**Work required:** Can you find the lines of the listing that include "blue" and copy every one?

**Records for the exercise:**
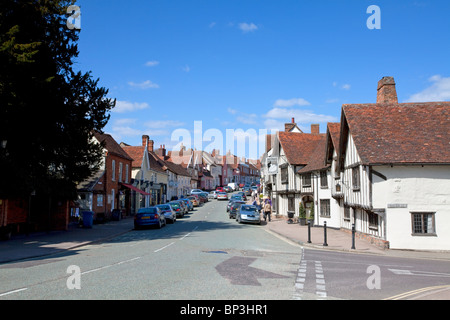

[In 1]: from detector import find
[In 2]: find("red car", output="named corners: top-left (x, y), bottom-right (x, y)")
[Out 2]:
top-left (216, 187), bottom-right (224, 192)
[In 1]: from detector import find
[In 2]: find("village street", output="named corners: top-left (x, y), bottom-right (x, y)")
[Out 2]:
top-left (1, 198), bottom-right (450, 302)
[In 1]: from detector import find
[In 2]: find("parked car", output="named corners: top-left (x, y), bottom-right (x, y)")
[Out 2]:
top-left (190, 189), bottom-right (204, 195)
top-left (168, 201), bottom-right (184, 218)
top-left (217, 192), bottom-right (228, 200)
top-left (134, 207), bottom-right (166, 229)
top-left (180, 198), bottom-right (193, 211)
top-left (187, 195), bottom-right (200, 207)
top-left (236, 191), bottom-right (247, 201)
top-left (156, 204), bottom-right (176, 223)
top-left (227, 183), bottom-right (238, 191)
top-left (236, 205), bottom-right (261, 225)
top-left (197, 192), bottom-right (209, 203)
top-left (208, 191), bottom-right (218, 199)
top-left (242, 187), bottom-right (252, 196)
top-left (228, 201), bottom-right (245, 219)
top-left (223, 186), bottom-right (232, 193)
top-left (227, 195), bottom-right (245, 212)
top-left (176, 199), bottom-right (189, 214)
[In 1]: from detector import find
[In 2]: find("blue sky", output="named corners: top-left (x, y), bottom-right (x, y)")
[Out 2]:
top-left (73, 0), bottom-right (450, 158)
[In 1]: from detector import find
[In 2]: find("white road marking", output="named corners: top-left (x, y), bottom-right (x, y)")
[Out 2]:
top-left (0, 287), bottom-right (28, 297)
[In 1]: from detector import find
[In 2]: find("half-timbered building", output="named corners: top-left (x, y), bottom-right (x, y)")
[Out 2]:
top-left (337, 77), bottom-right (450, 250)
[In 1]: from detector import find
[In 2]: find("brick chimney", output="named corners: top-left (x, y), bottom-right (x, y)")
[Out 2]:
top-left (377, 76), bottom-right (398, 104)
top-left (311, 124), bottom-right (320, 134)
top-left (142, 135), bottom-right (154, 152)
top-left (156, 144), bottom-right (166, 158)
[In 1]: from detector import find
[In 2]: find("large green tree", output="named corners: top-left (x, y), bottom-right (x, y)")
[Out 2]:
top-left (0, 0), bottom-right (115, 199)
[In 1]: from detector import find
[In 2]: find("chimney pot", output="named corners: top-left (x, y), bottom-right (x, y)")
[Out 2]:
top-left (292, 117), bottom-right (295, 123)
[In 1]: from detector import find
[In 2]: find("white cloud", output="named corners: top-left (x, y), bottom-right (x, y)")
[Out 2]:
top-left (145, 120), bottom-right (185, 129)
top-left (274, 98), bottom-right (311, 107)
top-left (238, 22), bottom-right (258, 33)
top-left (111, 126), bottom-right (142, 137)
top-left (113, 101), bottom-right (150, 113)
top-left (145, 60), bottom-right (159, 67)
top-left (227, 108), bottom-right (238, 115)
top-left (182, 65), bottom-right (191, 72)
top-left (405, 75), bottom-right (450, 102)
top-left (264, 107), bottom-right (338, 124)
top-left (115, 118), bottom-right (137, 125)
top-left (236, 113), bottom-right (258, 125)
top-left (341, 84), bottom-right (351, 90)
top-left (128, 80), bottom-right (160, 89)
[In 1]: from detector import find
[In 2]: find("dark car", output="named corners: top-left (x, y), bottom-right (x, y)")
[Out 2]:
top-left (227, 195), bottom-right (244, 212)
top-left (134, 206), bottom-right (166, 229)
top-left (180, 198), bottom-right (194, 211)
top-left (242, 187), bottom-right (252, 196)
top-left (197, 192), bottom-right (209, 203)
top-left (229, 201), bottom-right (246, 219)
top-left (236, 205), bottom-right (261, 225)
top-left (168, 201), bottom-right (185, 218)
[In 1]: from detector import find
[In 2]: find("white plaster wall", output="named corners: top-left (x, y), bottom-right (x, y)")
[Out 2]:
top-left (372, 165), bottom-right (450, 250)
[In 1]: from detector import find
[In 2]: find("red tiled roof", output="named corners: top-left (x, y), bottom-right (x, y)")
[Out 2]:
top-left (341, 102), bottom-right (450, 165)
top-left (278, 131), bottom-right (325, 165)
top-left (93, 132), bottom-right (133, 161)
top-left (297, 135), bottom-right (328, 173)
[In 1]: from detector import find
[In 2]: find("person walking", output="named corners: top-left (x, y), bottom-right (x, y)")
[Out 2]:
top-left (263, 199), bottom-right (272, 222)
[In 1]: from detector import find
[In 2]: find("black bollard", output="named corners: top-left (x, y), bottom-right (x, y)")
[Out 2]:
top-left (323, 221), bottom-right (328, 246)
top-left (307, 220), bottom-right (312, 243)
top-left (351, 223), bottom-right (356, 250)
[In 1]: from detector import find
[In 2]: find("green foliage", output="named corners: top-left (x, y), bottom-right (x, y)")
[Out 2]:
top-left (0, 0), bottom-right (115, 198)
top-left (299, 202), bottom-right (306, 219)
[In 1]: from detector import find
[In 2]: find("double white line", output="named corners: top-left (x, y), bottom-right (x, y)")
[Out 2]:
top-left (384, 285), bottom-right (450, 300)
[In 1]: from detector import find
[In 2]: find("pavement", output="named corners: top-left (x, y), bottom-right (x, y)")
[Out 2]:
top-left (1, 210), bottom-right (450, 300)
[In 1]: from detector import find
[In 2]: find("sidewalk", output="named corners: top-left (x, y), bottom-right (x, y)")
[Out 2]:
top-left (263, 216), bottom-right (450, 261)
top-left (0, 217), bottom-right (134, 264)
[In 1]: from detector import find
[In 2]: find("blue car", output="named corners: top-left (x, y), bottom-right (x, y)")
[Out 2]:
top-left (156, 204), bottom-right (176, 223)
top-left (134, 207), bottom-right (166, 229)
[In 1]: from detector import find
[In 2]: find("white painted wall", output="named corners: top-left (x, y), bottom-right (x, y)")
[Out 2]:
top-left (373, 165), bottom-right (450, 250)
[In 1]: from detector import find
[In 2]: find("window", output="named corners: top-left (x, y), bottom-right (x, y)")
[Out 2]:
top-left (320, 199), bottom-right (330, 217)
top-left (344, 205), bottom-right (351, 221)
top-left (412, 212), bottom-right (436, 235)
top-left (97, 194), bottom-right (103, 207)
top-left (119, 162), bottom-right (123, 182)
top-left (352, 167), bottom-right (360, 191)
top-left (302, 173), bottom-right (311, 187)
top-left (320, 170), bottom-right (328, 188)
top-left (368, 212), bottom-right (378, 230)
top-left (281, 166), bottom-right (288, 184)
top-left (125, 164), bottom-right (129, 183)
top-left (111, 160), bottom-right (116, 181)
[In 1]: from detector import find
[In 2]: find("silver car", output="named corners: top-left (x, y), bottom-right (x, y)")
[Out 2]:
top-left (156, 204), bottom-right (176, 223)
top-left (236, 205), bottom-right (261, 225)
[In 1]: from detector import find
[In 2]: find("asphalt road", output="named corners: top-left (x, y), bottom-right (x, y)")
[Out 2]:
top-left (0, 198), bottom-right (302, 300)
top-left (1, 197), bottom-right (450, 301)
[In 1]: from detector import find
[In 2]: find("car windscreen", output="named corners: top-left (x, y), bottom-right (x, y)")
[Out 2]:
top-left (240, 205), bottom-right (257, 212)
top-left (157, 205), bottom-right (171, 210)
top-left (138, 207), bottom-right (157, 214)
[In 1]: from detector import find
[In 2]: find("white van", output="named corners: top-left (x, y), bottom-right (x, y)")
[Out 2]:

**Task output:**
[In 2]: find("blue sky", output="named corners: top-left (x, y), bottom-right (x, y)")
[In 2]: find("blue car", output="named corners: top-left (x, y), bottom-right (x, y)")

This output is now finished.